Exercise requirements:
a: Name every person mentioned in the news article below about lawmakers criticizing Facebook.
b: Carry the news article about lawmakers questioning Facebook forward past its final sentence.

Selected extract:
>>>>
Facebook Is 'Frat-Boy Billionaires From California' Who Have 'Upended' Democracy, Canadian Lawmaker Says

Lawmakers from several countries blasted Facebook and the firm's CEO Mark Zuckerberg during a special international hearing held at the U.K. parliament on Tuesday, criticizing the social media company for undermining democracy.

Charlie Angus, a lawmaker from Canada, said that humanity had "never seen anything quite like Facebook" before, Reuters news agency reported. "While we were playing on our phones and apps, our democratic institutions ... seem to have been upended by frat-boy billionaires from California," he alleged.

Zuckerberg chose not to attend the hearing, sending his company's Vice President of Policy Solutions Richard Allan instead. The CEO's absence didn't go unnoticed.

A protester wearing a model head of Facebook CEO Mark Zuckerberg poses for media on November 27 in London. Charlie Angus, a lawmaker from Canada, said that humanity had “never seen anything quite like Facebook” before. Jack Taylor/Getty Images

"Mr. Zuckerberg's decision not to appear here at Westminster [Britain's parliament] to me speaks volumes," Angus said, suggesting later that the global company could be broken up to alleviate some concerns.

Allan responded to the criticism, admitting that mistakes had been made. "I'm not going to disagree with you that we've damaged public trust through some of the actions we've taken," he said.

Lawmakers from Europe, the Americas and Asia pummeled Allan with questions, targeting the company's business model, its willingness to cooperate with governments and the steps it is taking to ensure it does not spread misinformation. Pointing to a dissonance between Allan's answers and Facebook's official policy, Edwin Tong from Singapore questioned the reasoning behind the firm's decisions to remove posts.
<<<<
(Coordinate labeling data)
>>>>
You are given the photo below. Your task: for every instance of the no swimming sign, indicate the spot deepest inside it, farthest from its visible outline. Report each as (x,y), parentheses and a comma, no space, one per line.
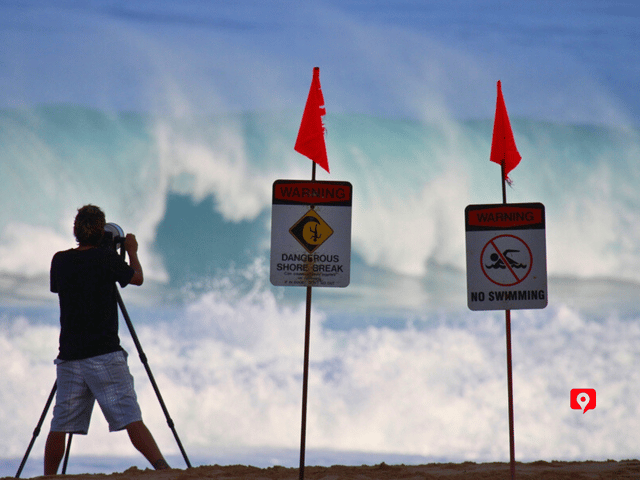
(506,256)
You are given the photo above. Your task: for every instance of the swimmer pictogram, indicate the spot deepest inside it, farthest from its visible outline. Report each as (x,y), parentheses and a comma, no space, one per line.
(506,260)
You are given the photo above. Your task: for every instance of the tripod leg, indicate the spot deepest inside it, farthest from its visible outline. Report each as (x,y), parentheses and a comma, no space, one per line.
(36,432)
(143,358)
(66,455)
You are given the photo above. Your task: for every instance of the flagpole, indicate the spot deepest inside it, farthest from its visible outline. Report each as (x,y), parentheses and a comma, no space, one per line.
(305,375)
(507,313)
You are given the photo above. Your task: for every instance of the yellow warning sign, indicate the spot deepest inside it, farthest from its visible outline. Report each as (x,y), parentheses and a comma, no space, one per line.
(311,231)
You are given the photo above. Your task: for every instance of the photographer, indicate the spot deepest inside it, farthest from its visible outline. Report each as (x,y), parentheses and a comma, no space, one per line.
(91,364)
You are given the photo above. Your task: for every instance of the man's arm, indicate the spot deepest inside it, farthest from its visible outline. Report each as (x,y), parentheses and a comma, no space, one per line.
(131,246)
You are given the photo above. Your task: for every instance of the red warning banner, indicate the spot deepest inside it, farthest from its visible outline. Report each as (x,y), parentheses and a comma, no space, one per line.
(505,216)
(312,192)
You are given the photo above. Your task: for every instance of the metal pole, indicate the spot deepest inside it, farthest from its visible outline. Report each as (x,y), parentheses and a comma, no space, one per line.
(143,358)
(66,455)
(512,443)
(512,446)
(36,431)
(305,382)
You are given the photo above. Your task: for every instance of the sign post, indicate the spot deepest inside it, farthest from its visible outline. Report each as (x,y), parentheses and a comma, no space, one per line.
(506,253)
(310,247)
(311,227)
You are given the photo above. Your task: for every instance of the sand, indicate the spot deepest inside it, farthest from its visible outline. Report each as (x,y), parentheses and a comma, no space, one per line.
(626,469)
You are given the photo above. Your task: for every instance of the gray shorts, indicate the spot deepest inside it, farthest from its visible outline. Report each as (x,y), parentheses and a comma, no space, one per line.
(105,378)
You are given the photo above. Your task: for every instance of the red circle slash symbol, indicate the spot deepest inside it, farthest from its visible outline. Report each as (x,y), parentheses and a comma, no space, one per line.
(506,260)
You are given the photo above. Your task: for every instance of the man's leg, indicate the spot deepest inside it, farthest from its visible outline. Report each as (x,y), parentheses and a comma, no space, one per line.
(142,439)
(53,452)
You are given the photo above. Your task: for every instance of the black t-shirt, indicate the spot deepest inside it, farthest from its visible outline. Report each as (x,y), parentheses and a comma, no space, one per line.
(85,281)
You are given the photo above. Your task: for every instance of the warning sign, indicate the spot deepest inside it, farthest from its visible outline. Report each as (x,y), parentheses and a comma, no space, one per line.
(506,256)
(311,233)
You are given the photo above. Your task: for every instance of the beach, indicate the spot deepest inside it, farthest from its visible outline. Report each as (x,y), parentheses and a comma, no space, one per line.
(450,471)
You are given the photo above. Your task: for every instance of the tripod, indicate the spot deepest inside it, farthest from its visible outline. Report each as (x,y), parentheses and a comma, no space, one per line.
(143,359)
<<<<
Answers to each task:
a: Mark Zuckerberg, Charlie Angus, Richard Allan, Jack Taylor, Edwin Tong

b:
"Would you agree that Facebook cannot be trusted to choose what goes on its platform," Tong asked, The Guardian reported.

In response, Allan said: "We make mistakes."

Facebook CEO Mark Zuckerberg testifies before the House Energy and Commerce Committee on April 11 in Washington, DC Chip Somodevilla/Getty Images

"Our job is to reduce the number of mistakes. We should be accountable for our mistake to you and your colleagues, to every parliament that's sat round the table today," he said.

Facebook has faced significant international scrutiny for its impact on elections around the world, as well as for fueling violence. The platform has been used by politicians, hackers, extremists and intelligence agencies to spread misinformation and sway public opinion in numerous countries. Security breaches have also allowed for millions of users information and data to be leaked.

During the 2016 presidential election in the U.S., Cambridge Analytica, which worked on President Donald Trump's campaign, was able to obtain the personal data of tens of millions of Facebook users. The data was used in an effort to sway voter perceptions, shedding national and international spotlight on the use of such tactics in politics.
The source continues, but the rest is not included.